| Goal |
List each line in the records below that contains the string "spot".

(Excerpts from location labeling data)

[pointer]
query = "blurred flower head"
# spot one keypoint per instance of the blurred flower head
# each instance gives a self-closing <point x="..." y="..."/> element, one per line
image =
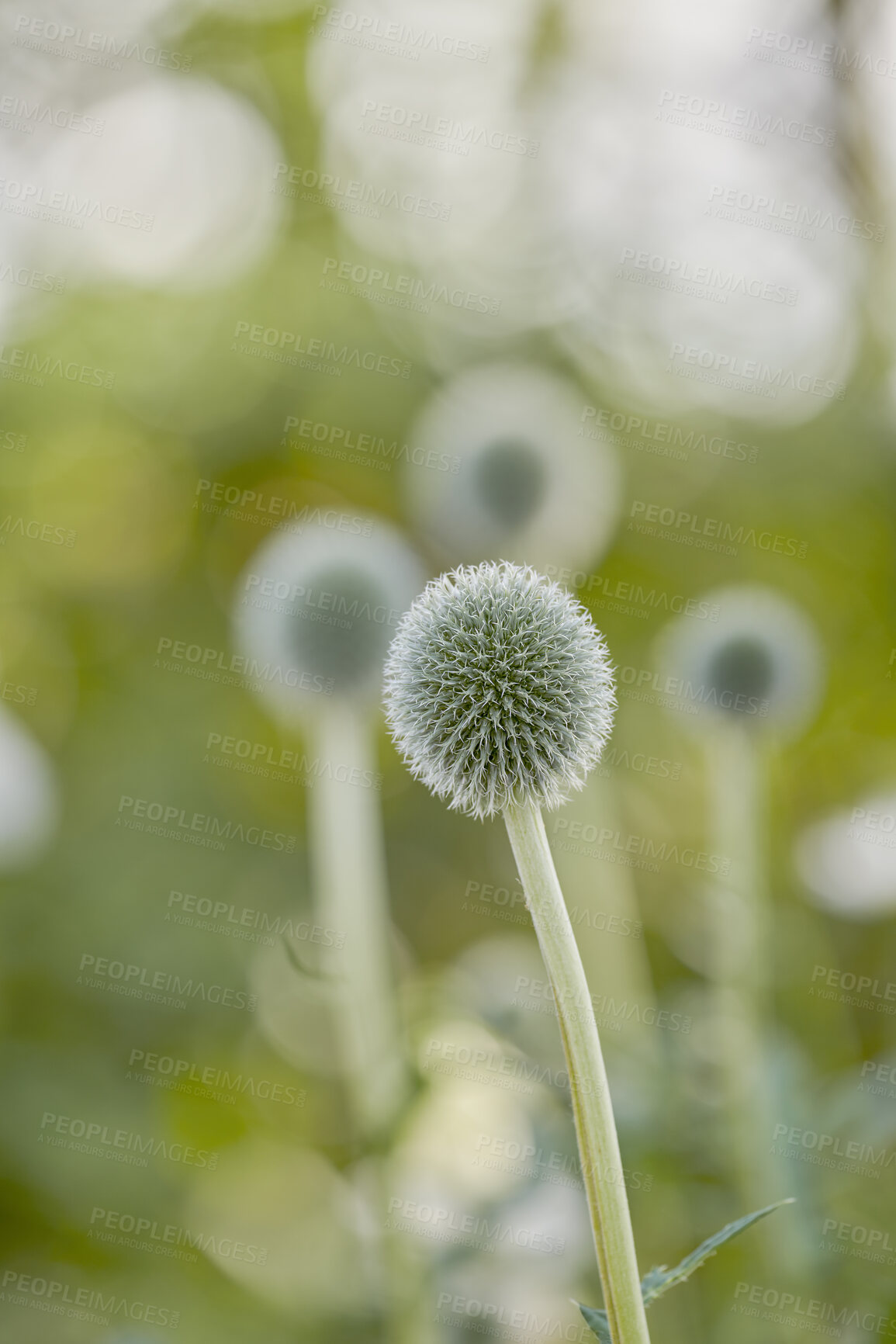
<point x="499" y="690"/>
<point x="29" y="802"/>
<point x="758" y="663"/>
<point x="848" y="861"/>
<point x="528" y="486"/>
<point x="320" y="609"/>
...
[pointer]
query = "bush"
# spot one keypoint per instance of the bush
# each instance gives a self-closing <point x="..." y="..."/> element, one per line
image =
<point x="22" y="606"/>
* * *
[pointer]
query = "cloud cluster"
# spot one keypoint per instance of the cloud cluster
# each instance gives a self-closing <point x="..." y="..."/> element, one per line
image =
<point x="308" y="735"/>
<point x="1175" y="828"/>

| Finished task |
# spot one keypoint per instance of the blurred flower head
# spot one keypoint per instance of the bush
# spot one keypoint per instance of the cloud cluster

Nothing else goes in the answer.